◆ INFORMATION SHOWN
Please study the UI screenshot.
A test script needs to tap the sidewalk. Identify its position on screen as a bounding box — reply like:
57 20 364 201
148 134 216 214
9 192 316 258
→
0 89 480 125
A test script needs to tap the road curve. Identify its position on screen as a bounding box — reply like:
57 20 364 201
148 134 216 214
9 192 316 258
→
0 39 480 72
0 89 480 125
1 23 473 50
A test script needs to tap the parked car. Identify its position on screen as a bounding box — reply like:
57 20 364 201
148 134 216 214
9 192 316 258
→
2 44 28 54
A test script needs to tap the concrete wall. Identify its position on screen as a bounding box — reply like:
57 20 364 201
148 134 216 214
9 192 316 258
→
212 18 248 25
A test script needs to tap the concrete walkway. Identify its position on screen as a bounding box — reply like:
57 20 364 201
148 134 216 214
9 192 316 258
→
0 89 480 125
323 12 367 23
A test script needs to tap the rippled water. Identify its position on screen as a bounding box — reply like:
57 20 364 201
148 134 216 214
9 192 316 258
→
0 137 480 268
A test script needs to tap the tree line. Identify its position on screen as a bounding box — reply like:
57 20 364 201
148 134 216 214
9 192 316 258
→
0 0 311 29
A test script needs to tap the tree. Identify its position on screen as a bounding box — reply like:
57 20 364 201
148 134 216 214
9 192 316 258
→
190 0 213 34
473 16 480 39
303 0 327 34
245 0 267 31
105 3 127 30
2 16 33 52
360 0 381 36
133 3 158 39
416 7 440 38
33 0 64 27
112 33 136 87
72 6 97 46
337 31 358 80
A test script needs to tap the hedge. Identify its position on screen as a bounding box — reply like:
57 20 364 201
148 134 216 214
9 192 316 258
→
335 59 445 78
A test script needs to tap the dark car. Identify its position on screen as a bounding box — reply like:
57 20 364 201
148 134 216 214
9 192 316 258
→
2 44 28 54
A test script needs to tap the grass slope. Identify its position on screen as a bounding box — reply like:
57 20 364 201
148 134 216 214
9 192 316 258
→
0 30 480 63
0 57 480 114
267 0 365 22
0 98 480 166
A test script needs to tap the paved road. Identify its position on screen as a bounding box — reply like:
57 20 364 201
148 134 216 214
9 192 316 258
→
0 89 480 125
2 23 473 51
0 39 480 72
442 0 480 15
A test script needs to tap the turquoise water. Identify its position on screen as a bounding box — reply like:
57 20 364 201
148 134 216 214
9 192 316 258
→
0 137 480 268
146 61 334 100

◆ SHORT EXERCISE
Write out everything from the line containing "A test script needs to tap the paved" down to the end of the data, increasing each bounding box coordinate in the answers by 115. Leave all other text and numbers as they are, including the sample boxes that show the reply format.

◆ COMPLETE OUTPUT
A test script needs to tap the paved road. Identify its position on screen as a bounding box — reply like:
57 20 364 201
148 134 216 214
9 192 316 258
→
115 204 595 240
117 138 588 166
115 154 595 187
557 115 595 130
A test script needs to tap the turquoise water. Identify its position on screen as a bounding box — reply like:
57 20 364 201
148 134 216 214
9 192 316 258
→
115 252 595 383
261 176 449 215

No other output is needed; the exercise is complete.